TEXT FOR ANALYSIS START

Objective: To assess the role of early mid-trimester cervical length measurement as a predictor of spontaneous preterm birth in an unselected population.
Methods: In this prospective study, unselected, asymptomatic, Caucasian women with singleton pregnancies underwent standardized transvaginal ultrasonographic (TVS) cervical length measurement at 13-15 weeks' gestation as a screening test for preterm delivery (PTD). Women with multiple gestations, iatrogenic PTD, and previous cervical conization were excluded. The primary outcome measures were spontaneous PTD at < 37 and < 34 weeks. The correlation between cervical length and previous obstetric history was evaluated.
Results: A total of 2469 patients met the inclusion criteria. The mean gestational age at cervical assessment was 14 + 2 weeks. The mean gestational age at delivery was 40 + 0 weeks. The rate of spontaneous deliveries before 37 weeks' gestation was 1.7%. In 0.2% the delivery occurred before 34 weeks' gestation. The mean +/- standard deviation cervical length for the entire population was 44.2 +/- 5.4 mm. No difference was observed between cervical length in women that delivered at term and those that delivered either before 37 or before 34 weeks' gestation. Previous obstetric history (prior preterm birth, previous miscarriages and terminations, and parity) did not affect cervical length at 14 weeks of gestation.
Conclusions: Performed at 14 weeks' gestation, TVS measurement of the cervical canal length to predict spontaneous PTD is not a reliable screening procedure.

TEXT FOR ANALYSIS END
SUPPLIED MATERIAL START

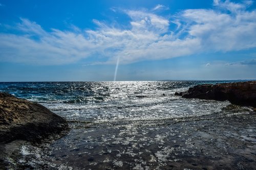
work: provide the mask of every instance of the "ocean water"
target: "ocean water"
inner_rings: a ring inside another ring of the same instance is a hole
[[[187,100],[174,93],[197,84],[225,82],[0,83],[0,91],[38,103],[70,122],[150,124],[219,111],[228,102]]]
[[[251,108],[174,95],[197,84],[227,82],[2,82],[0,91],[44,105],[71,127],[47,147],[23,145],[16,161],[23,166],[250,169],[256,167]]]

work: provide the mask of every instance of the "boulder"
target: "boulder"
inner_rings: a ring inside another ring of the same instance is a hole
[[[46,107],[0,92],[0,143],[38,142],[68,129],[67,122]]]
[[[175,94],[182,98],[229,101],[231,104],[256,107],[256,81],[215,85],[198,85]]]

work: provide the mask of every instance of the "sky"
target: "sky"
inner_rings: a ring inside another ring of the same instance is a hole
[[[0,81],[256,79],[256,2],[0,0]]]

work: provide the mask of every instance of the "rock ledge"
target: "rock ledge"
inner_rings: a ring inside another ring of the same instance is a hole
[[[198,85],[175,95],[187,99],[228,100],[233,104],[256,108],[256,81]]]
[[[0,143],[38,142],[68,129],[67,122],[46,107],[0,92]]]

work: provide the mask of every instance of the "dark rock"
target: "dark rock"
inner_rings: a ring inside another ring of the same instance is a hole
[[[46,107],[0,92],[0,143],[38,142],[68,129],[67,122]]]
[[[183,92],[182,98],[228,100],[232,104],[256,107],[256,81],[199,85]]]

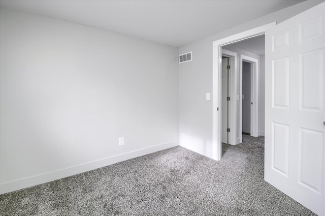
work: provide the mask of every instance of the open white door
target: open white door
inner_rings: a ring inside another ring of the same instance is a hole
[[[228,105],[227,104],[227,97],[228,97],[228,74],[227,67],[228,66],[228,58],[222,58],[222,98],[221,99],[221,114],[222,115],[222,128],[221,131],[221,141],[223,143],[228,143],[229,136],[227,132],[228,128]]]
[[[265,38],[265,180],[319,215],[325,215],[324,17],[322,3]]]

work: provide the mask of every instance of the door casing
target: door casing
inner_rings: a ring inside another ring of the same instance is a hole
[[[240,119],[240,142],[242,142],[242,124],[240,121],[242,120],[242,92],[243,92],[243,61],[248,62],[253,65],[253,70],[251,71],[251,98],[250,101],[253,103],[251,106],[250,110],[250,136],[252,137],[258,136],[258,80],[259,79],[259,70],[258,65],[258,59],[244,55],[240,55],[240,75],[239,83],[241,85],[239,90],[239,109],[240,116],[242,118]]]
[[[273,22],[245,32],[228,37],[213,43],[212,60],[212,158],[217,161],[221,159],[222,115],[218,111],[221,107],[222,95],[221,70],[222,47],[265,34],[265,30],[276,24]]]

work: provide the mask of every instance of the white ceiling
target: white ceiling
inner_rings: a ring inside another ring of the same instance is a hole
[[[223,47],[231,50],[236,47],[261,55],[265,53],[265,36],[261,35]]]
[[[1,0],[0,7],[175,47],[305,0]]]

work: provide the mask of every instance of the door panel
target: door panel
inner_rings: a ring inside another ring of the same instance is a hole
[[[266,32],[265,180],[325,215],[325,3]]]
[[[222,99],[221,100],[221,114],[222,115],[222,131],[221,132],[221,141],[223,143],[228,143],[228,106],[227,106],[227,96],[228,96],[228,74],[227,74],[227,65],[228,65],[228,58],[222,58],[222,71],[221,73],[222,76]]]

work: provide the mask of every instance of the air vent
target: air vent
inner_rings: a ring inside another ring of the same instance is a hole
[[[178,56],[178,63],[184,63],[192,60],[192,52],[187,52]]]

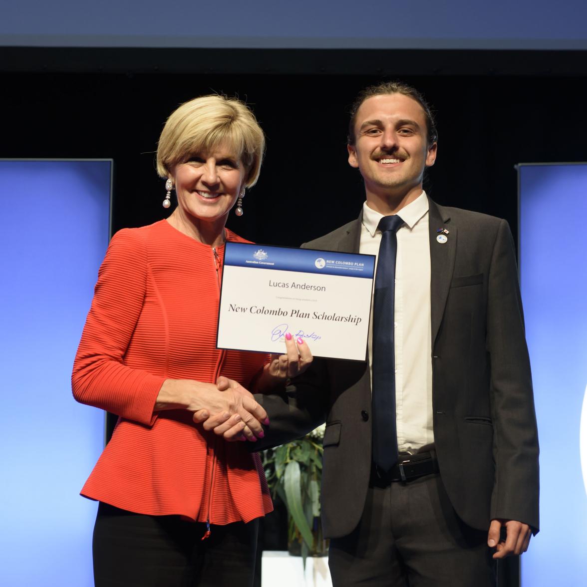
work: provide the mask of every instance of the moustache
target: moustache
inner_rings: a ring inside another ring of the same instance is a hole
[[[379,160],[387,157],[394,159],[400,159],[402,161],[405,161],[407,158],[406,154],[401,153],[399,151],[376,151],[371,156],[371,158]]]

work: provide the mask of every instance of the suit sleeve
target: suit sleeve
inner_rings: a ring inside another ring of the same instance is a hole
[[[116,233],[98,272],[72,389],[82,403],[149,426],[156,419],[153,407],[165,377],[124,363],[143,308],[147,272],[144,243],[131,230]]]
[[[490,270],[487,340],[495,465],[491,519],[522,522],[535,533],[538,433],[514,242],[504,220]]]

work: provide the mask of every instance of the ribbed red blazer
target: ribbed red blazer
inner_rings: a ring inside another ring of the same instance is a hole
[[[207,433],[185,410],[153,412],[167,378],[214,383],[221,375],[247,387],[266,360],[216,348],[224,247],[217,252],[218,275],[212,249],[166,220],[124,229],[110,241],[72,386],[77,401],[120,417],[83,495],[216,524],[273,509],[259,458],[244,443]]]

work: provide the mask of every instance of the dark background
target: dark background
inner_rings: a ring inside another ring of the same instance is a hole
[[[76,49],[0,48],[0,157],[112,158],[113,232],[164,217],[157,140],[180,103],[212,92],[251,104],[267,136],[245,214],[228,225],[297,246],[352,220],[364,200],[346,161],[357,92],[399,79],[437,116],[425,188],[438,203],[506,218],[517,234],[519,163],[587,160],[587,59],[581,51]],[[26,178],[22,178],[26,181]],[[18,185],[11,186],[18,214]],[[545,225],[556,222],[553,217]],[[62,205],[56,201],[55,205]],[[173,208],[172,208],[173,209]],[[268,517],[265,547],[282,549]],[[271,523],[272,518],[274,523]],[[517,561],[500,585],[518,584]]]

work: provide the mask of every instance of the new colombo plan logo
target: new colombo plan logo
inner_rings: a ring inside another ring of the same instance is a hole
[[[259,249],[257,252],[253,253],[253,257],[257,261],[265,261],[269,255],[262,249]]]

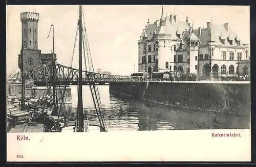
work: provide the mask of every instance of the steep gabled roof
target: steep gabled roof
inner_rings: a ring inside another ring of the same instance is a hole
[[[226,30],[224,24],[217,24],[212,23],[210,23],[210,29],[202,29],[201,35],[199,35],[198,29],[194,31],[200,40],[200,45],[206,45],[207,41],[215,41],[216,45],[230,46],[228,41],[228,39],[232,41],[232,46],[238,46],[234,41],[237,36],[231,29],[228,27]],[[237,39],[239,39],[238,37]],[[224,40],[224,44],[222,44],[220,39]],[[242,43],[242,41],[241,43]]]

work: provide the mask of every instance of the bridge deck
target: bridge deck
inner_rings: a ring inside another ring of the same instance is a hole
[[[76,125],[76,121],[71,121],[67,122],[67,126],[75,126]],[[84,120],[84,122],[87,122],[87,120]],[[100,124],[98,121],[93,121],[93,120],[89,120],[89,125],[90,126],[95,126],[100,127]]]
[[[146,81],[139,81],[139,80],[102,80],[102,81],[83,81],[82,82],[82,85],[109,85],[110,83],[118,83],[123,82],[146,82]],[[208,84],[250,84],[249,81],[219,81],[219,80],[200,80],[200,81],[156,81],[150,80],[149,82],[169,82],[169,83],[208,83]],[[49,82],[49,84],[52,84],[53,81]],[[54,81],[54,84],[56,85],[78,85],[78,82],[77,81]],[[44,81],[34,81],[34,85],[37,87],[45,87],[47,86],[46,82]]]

SUPPLIED MATERIAL END
SUPPLIED MATERIAL START

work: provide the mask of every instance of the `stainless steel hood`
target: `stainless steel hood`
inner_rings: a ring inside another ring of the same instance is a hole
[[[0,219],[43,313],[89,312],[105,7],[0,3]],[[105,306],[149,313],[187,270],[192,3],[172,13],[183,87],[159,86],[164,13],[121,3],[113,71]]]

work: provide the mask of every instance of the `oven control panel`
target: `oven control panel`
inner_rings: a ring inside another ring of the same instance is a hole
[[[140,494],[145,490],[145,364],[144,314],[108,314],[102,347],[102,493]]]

SUPPLIED MATERIAL END
SUPPLIED MATERIAL START

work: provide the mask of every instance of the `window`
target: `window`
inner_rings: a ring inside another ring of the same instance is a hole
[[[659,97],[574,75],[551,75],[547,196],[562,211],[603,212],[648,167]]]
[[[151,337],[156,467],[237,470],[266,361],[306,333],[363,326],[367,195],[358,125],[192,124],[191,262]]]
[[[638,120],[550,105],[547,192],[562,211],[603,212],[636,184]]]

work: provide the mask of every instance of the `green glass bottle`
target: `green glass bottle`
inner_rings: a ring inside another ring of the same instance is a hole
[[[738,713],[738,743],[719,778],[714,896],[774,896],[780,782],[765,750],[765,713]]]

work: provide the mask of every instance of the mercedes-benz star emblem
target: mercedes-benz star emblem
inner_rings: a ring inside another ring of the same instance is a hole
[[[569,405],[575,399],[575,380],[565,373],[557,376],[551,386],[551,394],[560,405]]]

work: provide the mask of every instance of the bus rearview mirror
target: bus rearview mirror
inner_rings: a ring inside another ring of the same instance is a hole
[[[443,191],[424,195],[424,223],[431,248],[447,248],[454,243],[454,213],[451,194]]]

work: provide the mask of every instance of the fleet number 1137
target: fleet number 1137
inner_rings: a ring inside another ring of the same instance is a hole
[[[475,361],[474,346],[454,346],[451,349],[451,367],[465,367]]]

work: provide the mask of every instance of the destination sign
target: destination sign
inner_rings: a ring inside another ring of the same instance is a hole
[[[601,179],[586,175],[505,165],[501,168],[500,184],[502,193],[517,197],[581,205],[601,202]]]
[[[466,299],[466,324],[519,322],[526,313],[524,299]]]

SUPPLIED MATERIAL END

**WHAT IS EXPECTED**
According to the study abstract, what was the mean gestational age at cervical assessment? The records are independent material and have no connection to the study abstract.

**RESPONSE AREA**
14 + 2 weeks.